Provided data START

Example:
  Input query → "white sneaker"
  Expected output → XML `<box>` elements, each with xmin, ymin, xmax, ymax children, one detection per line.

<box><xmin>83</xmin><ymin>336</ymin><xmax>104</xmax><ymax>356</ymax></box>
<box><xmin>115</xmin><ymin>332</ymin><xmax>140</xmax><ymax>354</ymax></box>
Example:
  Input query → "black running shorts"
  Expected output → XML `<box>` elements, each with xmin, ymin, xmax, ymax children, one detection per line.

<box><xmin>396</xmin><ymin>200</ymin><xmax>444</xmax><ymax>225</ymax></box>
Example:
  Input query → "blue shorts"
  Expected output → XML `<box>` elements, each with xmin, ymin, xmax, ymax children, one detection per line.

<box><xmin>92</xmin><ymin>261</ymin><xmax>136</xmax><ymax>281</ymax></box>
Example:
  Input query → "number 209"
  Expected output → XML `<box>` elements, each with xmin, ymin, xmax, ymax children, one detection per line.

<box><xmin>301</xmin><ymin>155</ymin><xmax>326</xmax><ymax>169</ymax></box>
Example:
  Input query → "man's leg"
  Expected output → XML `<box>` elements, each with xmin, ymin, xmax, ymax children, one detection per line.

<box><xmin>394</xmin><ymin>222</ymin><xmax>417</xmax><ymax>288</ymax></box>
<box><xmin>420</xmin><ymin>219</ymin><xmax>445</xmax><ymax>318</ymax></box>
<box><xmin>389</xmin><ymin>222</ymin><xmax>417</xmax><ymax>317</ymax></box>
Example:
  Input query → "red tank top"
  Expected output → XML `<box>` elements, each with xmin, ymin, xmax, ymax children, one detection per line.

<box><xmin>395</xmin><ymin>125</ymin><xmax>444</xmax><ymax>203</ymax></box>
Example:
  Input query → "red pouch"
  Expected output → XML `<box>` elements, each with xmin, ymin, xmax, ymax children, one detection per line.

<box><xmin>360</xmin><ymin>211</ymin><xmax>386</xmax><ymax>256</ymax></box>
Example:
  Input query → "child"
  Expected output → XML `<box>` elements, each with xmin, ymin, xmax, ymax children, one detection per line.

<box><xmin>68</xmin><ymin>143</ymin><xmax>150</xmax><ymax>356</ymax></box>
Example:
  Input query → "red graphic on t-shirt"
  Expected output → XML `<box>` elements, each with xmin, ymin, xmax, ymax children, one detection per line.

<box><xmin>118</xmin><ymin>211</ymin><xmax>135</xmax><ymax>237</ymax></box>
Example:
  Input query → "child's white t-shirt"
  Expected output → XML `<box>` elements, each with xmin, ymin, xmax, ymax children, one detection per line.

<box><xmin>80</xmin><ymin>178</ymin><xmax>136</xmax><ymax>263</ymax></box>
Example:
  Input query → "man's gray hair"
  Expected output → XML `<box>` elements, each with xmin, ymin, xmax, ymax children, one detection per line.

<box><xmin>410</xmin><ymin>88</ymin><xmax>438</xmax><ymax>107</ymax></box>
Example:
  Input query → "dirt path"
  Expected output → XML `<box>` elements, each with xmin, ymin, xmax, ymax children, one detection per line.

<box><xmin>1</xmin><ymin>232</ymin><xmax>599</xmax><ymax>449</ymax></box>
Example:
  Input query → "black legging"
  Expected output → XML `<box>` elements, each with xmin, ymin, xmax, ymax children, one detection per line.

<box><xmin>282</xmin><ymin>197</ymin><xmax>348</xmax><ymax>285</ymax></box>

Provided data END

:: Exercise ::
Using the material above, return each line in which the word "black" occurs.

:: Output for this task ::
  Input query → "black running shorts"
  Input query → "black legging"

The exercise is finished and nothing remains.